* **EXERCISE REQUIREMENTS**: Reproduce every line of the records below word for word, leaving out the pictures.

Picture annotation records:

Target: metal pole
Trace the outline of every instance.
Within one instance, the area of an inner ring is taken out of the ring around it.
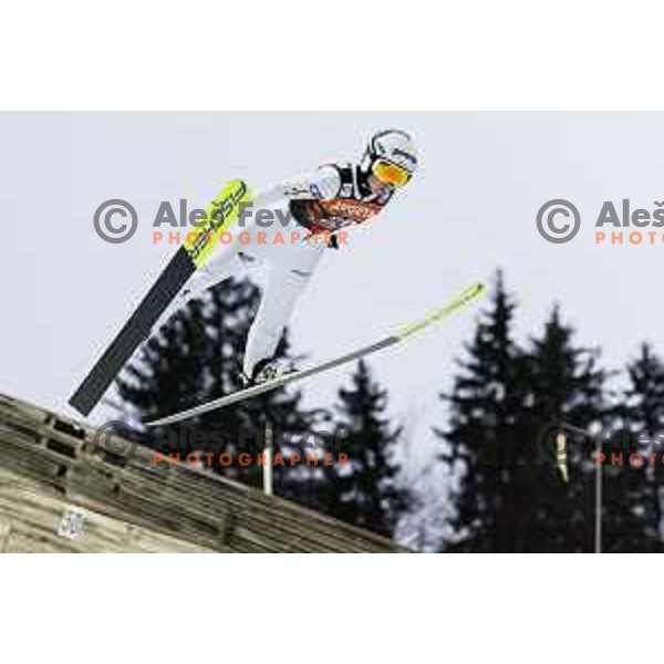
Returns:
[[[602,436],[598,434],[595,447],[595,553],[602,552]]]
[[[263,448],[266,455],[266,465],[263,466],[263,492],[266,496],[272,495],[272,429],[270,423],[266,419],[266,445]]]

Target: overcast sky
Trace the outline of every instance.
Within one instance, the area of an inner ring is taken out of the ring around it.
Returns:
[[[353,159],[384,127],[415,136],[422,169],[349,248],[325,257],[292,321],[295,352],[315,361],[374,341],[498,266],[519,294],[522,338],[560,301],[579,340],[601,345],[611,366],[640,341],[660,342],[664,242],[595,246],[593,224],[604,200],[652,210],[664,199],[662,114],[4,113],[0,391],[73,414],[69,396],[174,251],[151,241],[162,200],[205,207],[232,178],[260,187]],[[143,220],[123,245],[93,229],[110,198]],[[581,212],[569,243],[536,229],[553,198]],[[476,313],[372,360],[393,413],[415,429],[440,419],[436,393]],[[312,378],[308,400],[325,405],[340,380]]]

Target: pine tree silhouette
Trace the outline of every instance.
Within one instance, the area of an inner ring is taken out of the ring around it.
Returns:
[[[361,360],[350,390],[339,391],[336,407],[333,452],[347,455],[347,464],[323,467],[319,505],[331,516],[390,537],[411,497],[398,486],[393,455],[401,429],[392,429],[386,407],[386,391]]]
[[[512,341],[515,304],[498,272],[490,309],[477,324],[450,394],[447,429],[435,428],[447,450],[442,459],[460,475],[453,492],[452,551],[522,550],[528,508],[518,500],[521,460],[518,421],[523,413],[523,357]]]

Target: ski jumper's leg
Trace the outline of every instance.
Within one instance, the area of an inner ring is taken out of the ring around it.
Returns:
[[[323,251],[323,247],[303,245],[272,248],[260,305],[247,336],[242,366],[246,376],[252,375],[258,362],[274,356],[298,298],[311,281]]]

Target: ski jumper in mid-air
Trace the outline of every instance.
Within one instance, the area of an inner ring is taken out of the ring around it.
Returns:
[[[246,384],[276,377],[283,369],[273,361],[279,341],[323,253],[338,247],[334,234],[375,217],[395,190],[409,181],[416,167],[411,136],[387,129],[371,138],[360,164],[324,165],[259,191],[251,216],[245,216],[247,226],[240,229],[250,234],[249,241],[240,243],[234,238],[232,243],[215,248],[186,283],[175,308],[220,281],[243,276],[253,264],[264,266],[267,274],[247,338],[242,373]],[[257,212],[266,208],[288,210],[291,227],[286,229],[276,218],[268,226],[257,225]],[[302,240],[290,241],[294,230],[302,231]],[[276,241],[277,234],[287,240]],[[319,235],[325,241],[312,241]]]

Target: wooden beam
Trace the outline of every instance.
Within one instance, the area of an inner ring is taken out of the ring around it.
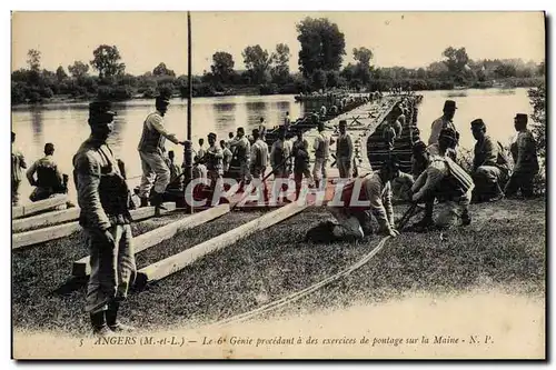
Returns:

* **RESULT OF THIS EXERCISE**:
Target: metal pole
Trace the outline of every instance.
Within one instance, the area of an inner ring is taken out of the ring around it.
Returns:
[[[602,436],[598,434],[595,447],[595,553],[602,552]]]
[[[263,448],[266,455],[266,465],[263,466],[263,492],[266,496],[272,495],[272,429],[270,423],[266,419],[266,445]]]

Target: overcast sky
Trace the outline of every instance.
Within one instance, the area of an inner ring is taken out of the ring around it.
Returns:
[[[353,159],[384,127],[415,136],[422,169],[349,248],[325,257],[292,321],[295,352],[315,361],[374,341],[498,266],[519,294],[522,338],[560,301],[579,340],[601,345],[611,366],[640,341],[660,342],[664,242],[595,246],[593,224],[604,200],[652,210],[664,199],[662,114],[4,113],[0,391],[73,414],[69,396],[174,251],[151,241],[162,200],[205,207],[232,178],[260,187]],[[143,220],[123,245],[93,229],[110,198]],[[581,212],[569,243],[536,229],[553,198]],[[476,313],[372,360],[393,413],[415,429],[440,419],[436,393]],[[312,378],[308,400],[325,405],[340,380]]]

Target: pine tree silhouette
Trace the outline of every instance.
Within one instance, the area of an inner ring is taken out of the ring around it.
Returns:
[[[361,360],[350,390],[339,391],[336,407],[333,452],[347,455],[347,464],[323,467],[319,505],[331,516],[390,537],[411,497],[398,486],[393,455],[401,429],[392,429],[386,407],[386,391]]]
[[[512,341],[515,304],[498,272],[490,309],[477,324],[450,394],[447,429],[435,428],[447,450],[442,459],[460,475],[453,492],[452,551],[522,550],[528,508],[518,500],[521,460],[518,421],[523,413],[523,357]]]

Target: ski jumper's leg
Trace the outline of every instance.
Within one instance, the area of an inner ring is taken out of the ring around it.
Returns:
[[[323,251],[323,247],[303,245],[272,248],[260,305],[247,336],[242,366],[246,376],[252,375],[258,362],[274,356],[298,298],[311,281]]]

Target: ski jumper in mid-air
Trace the outline of every instance.
Within one instance, the area of an inner ring is taken out of the ring around it.
Returns:
[[[246,384],[276,377],[283,369],[273,361],[279,341],[323,253],[338,247],[334,234],[375,217],[395,190],[409,181],[416,167],[411,136],[387,129],[371,138],[360,164],[324,165],[259,191],[251,216],[245,216],[247,226],[240,229],[250,234],[249,241],[240,243],[234,238],[232,243],[215,248],[186,283],[175,308],[220,281],[243,276],[253,264],[264,266],[267,274],[247,338],[242,373]],[[257,212],[266,208],[288,210],[291,227],[286,229],[276,218],[268,226],[257,225]],[[302,240],[290,241],[294,230],[302,231]],[[276,241],[277,234],[287,240]],[[319,235],[325,241],[312,241]]]

Target: wooden beam
Trace the outline of every instance.
Within one instance, the area of an inner ring is taken out of the ring around it.
Returns:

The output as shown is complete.